GIVEN TASK: List every line in the data below that contains the string "deer". The match is case-sensitive.
━━━━━━━━━━━━━━━━━━━━
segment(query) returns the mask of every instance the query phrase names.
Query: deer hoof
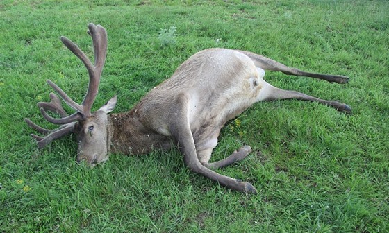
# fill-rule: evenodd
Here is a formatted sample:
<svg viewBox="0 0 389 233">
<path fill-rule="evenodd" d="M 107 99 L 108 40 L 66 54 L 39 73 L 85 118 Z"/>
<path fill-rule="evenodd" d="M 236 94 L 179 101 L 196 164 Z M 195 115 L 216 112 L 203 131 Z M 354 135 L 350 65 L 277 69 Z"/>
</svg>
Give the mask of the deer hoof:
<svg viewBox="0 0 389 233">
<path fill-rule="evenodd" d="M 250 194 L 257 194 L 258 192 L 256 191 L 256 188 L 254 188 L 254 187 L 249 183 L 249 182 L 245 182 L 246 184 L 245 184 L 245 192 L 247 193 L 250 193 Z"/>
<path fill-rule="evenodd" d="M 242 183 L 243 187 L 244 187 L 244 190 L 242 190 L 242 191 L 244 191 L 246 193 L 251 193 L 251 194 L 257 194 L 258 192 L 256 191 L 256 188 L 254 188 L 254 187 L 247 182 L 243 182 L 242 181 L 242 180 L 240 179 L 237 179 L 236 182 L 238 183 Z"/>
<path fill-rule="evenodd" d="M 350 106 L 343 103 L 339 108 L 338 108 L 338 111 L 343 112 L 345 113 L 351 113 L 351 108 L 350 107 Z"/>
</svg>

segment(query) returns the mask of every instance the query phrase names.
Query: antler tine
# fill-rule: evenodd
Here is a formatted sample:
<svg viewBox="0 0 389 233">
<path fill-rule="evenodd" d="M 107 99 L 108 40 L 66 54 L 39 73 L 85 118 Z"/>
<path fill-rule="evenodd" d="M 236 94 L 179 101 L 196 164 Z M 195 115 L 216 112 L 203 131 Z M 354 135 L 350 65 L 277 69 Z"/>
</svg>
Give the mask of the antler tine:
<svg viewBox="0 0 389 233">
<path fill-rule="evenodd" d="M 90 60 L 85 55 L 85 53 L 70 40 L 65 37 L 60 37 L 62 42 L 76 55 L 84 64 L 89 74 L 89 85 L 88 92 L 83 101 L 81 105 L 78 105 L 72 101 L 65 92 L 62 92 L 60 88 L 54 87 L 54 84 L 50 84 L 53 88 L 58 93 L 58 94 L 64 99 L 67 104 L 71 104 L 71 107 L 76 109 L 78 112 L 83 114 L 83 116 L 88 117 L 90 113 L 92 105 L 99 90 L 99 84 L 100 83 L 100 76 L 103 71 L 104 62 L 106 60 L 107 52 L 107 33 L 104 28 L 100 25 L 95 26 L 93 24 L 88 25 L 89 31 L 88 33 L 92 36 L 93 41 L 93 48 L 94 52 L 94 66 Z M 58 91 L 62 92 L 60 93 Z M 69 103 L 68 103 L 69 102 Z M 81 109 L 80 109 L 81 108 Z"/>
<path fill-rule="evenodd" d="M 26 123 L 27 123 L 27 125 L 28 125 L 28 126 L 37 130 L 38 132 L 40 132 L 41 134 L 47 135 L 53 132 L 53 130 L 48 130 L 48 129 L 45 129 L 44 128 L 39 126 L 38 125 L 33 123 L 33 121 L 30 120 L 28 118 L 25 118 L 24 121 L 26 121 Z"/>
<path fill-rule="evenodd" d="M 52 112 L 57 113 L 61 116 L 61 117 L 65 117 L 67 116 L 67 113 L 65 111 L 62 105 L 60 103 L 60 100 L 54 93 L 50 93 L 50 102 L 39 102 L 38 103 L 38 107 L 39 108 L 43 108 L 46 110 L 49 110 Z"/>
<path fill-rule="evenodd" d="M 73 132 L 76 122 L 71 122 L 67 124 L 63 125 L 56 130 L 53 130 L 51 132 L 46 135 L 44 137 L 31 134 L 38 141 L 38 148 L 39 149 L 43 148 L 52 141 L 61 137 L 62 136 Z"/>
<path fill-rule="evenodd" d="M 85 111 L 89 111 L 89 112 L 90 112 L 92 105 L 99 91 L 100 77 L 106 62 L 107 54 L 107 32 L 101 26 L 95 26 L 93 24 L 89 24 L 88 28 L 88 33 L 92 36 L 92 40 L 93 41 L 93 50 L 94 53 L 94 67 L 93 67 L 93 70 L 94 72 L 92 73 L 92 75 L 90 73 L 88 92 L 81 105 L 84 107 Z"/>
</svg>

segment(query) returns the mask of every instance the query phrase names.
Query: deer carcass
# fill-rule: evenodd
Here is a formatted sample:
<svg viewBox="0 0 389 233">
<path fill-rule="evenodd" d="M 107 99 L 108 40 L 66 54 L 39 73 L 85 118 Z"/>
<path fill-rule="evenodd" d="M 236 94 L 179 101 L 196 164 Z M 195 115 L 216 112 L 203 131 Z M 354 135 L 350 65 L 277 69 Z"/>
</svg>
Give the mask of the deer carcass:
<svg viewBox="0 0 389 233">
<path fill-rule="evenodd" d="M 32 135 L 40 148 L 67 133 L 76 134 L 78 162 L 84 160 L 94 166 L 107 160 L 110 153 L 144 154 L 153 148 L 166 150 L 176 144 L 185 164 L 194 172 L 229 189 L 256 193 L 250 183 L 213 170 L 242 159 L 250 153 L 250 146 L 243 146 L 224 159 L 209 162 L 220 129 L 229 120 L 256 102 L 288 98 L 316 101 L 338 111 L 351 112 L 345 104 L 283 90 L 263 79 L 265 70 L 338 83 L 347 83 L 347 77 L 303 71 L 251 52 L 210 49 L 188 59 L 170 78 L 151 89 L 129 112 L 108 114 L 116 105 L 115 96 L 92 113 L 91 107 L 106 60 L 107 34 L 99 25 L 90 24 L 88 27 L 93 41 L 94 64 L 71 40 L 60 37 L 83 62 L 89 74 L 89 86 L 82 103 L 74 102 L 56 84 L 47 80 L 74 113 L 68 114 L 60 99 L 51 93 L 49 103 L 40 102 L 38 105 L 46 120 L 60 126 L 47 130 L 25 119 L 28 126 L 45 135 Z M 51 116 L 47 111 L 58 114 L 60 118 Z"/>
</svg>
━━━━━━━━━━━━━━━━━━━━
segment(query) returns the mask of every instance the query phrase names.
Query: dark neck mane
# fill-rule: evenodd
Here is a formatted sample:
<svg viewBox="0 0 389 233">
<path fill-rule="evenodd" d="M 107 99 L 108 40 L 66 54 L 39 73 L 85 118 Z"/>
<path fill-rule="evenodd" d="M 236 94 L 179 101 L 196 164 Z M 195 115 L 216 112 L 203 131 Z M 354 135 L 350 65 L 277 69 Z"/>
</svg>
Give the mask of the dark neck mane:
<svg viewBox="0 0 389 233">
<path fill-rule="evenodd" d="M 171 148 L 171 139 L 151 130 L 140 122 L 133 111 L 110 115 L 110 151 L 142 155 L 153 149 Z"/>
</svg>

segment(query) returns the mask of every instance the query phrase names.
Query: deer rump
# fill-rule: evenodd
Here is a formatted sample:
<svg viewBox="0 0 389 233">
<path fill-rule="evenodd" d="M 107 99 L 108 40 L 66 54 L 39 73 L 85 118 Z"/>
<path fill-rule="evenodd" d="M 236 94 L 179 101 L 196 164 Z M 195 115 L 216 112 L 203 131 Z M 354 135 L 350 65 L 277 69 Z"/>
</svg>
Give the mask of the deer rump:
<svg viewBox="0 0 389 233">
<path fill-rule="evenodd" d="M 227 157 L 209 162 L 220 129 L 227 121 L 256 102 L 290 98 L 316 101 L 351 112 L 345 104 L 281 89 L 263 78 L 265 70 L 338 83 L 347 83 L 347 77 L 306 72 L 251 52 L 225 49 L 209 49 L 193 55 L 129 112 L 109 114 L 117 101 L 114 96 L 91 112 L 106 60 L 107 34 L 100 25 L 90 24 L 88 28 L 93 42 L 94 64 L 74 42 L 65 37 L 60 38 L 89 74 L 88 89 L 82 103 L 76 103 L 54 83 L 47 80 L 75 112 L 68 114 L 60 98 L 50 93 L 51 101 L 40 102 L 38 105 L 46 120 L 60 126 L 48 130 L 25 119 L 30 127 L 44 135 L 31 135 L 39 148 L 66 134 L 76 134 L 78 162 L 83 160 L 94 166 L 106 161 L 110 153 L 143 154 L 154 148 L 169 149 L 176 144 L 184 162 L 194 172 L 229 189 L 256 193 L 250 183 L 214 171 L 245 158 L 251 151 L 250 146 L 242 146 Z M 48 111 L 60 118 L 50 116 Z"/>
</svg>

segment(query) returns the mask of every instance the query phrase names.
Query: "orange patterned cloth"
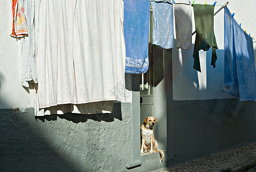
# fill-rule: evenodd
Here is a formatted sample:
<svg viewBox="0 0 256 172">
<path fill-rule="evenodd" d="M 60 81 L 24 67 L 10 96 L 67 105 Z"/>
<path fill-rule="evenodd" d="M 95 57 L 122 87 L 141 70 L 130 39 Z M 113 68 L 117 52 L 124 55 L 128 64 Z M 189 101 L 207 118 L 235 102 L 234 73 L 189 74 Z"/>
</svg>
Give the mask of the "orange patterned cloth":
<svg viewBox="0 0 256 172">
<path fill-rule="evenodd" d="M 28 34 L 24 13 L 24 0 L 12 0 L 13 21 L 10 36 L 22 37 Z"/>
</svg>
━━━━━━━━━━━━━━━━━━━━
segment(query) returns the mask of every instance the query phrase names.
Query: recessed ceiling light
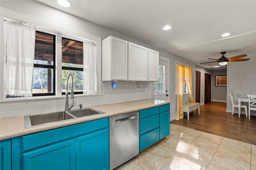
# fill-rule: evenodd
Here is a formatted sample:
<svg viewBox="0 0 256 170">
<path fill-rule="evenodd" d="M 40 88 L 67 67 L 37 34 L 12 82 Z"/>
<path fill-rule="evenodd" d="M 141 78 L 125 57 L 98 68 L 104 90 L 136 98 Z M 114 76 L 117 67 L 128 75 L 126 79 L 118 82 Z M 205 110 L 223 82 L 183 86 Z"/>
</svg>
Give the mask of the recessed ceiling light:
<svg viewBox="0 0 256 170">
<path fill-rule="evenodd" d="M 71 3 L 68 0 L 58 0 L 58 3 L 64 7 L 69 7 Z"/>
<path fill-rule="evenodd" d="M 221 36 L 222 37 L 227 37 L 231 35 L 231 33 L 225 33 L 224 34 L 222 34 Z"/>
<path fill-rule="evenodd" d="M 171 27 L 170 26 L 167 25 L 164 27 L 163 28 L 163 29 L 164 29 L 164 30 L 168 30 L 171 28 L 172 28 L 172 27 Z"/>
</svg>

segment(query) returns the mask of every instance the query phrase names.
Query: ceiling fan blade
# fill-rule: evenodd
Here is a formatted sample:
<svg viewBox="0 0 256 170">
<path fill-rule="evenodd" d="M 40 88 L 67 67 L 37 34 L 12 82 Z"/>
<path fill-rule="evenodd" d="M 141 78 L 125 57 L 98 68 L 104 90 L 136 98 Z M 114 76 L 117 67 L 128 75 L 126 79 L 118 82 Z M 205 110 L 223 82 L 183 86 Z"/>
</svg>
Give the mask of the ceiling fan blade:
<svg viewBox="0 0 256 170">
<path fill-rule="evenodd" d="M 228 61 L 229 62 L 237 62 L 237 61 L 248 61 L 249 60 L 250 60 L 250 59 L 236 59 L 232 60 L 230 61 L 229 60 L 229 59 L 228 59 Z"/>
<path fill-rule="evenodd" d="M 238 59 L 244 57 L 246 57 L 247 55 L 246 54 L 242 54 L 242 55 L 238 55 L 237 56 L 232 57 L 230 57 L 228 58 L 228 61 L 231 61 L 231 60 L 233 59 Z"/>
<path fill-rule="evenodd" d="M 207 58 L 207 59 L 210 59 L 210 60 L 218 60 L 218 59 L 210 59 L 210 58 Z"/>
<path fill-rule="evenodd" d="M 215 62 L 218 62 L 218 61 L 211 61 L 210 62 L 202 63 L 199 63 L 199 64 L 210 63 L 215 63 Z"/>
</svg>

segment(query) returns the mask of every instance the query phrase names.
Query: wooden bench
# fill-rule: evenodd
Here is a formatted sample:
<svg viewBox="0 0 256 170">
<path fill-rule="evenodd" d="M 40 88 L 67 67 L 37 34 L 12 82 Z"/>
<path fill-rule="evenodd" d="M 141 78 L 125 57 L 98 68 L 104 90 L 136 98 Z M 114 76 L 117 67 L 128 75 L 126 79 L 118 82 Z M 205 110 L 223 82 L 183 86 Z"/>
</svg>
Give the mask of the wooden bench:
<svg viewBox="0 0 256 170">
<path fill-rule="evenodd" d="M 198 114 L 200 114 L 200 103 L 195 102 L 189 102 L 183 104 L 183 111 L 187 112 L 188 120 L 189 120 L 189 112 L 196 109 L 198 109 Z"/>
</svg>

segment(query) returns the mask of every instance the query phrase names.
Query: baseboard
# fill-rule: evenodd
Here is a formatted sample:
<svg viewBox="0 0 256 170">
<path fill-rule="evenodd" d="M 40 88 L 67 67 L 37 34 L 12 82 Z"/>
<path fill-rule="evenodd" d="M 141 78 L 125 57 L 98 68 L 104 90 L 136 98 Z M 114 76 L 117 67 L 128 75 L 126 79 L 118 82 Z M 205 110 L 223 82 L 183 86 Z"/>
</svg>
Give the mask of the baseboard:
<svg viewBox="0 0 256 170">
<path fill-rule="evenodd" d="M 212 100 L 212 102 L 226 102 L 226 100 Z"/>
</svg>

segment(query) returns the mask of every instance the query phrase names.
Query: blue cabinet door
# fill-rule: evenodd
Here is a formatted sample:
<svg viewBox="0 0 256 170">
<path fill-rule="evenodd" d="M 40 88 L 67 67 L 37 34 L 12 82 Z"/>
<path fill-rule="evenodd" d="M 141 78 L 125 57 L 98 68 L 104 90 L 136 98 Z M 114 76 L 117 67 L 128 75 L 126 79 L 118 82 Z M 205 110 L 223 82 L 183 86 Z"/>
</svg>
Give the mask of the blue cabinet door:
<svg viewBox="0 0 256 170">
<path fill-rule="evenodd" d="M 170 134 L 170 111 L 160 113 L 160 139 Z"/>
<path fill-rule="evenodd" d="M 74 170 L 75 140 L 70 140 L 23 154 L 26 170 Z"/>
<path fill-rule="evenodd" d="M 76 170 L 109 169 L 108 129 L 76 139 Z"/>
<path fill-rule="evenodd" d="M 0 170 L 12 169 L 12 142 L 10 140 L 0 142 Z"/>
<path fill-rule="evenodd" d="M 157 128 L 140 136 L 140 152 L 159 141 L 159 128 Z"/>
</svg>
━━━━━━━━━━━━━━━━━━━━
OUTPUT FOR THIS EXERCISE:
Query: deer hoof
Give the mask of the deer hoof:
Query: deer carcass
Give the mask of the deer carcass:
Query: deer rump
Give the mask of the deer rump:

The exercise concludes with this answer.